#### INPUT FOR THIS TASK
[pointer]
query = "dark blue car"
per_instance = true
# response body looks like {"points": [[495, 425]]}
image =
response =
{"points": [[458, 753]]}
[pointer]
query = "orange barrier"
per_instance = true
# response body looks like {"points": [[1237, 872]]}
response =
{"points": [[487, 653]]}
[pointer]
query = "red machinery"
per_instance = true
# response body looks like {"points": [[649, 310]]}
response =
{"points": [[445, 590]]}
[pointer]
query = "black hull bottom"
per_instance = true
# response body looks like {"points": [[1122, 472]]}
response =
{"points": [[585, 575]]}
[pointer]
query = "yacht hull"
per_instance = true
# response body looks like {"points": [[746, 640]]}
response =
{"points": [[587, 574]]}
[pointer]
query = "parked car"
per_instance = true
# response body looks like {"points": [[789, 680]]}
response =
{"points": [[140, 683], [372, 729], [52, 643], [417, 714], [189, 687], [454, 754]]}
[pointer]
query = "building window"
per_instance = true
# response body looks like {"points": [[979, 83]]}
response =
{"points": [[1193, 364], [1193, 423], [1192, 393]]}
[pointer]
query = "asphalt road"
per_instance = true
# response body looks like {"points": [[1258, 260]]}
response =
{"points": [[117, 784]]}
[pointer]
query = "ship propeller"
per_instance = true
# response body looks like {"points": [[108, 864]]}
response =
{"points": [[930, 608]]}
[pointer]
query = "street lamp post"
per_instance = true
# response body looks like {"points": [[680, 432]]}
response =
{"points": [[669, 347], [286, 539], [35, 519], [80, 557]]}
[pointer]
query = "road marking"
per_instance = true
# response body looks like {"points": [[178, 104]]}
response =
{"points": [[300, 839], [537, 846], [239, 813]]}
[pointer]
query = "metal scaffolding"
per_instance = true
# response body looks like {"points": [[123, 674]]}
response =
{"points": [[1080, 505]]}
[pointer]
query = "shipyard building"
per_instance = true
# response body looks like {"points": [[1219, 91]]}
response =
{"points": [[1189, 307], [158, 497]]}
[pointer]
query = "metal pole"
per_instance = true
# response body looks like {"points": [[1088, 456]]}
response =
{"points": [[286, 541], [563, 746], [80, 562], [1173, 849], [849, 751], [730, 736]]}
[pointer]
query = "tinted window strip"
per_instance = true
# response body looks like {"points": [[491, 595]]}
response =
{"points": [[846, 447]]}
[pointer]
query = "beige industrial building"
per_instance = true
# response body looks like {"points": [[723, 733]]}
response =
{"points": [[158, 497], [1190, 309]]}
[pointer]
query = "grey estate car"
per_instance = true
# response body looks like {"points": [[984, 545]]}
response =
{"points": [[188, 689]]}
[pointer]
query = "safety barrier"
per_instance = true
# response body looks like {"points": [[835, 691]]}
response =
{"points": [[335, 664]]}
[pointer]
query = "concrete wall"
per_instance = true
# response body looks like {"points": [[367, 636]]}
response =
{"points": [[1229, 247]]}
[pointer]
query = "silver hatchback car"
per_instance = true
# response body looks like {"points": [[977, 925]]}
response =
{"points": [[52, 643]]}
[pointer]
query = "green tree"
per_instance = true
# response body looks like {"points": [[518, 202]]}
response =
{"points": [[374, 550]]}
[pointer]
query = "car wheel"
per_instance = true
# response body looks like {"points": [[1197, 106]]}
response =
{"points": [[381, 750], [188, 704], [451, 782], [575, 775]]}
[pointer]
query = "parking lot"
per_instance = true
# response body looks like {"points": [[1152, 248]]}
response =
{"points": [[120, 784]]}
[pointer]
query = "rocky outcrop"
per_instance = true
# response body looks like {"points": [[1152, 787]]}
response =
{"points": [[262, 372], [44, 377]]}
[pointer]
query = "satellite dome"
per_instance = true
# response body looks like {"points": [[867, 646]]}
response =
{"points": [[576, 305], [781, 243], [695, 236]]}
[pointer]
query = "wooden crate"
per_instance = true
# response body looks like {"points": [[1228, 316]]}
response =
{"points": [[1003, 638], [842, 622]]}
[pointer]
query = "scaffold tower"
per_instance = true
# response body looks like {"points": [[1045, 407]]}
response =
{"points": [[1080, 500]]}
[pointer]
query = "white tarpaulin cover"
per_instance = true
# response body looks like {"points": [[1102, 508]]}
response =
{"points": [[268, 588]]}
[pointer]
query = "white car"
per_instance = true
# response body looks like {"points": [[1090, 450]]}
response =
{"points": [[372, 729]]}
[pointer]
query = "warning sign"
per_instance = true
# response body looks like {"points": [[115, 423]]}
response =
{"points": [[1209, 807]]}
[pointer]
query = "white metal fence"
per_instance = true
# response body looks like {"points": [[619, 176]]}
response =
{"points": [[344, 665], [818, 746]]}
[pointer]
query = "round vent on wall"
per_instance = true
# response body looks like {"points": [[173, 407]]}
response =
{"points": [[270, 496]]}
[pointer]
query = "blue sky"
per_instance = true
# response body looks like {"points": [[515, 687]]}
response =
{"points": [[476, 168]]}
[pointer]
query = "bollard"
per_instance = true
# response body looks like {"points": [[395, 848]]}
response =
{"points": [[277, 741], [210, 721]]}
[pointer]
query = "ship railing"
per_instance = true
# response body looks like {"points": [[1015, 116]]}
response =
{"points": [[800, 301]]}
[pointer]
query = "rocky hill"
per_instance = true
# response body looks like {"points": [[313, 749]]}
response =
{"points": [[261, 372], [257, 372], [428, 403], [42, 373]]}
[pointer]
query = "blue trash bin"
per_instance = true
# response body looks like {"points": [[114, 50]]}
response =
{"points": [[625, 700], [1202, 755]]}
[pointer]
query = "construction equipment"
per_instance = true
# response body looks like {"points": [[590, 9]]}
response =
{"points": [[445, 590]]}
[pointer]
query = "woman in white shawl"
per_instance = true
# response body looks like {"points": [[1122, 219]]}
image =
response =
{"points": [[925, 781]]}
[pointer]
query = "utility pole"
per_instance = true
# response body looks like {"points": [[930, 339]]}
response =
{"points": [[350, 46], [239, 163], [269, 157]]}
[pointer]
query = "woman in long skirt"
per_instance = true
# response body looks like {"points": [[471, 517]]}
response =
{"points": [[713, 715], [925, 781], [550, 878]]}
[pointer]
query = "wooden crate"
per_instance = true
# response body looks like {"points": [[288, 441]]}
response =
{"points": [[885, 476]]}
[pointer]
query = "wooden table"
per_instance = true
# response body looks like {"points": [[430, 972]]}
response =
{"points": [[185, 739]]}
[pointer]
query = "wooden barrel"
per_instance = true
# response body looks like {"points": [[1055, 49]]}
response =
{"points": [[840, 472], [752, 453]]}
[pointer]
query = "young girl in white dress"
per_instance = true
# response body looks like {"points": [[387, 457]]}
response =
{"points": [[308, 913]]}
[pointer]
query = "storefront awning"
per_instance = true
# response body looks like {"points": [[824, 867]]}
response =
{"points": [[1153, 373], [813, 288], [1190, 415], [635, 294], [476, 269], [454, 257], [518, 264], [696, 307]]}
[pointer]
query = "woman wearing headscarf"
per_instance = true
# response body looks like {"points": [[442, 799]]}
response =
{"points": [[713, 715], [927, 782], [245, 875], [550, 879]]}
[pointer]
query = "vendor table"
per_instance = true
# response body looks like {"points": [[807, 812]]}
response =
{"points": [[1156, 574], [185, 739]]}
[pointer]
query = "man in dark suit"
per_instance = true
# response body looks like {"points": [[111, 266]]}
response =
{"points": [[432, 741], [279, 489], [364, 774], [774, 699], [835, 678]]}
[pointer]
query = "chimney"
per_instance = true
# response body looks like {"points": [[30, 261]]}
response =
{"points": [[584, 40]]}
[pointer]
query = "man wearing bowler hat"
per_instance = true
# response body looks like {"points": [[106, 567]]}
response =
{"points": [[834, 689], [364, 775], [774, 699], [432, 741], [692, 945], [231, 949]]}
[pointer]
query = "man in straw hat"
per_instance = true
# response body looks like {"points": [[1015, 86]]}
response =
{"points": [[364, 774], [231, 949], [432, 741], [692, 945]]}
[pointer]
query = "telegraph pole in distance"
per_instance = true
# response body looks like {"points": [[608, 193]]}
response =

#### REQUIREMENTS
How many lines of the records above contain the string "window"? Reply with the number only.

#### ANSWER TO THE TASK
2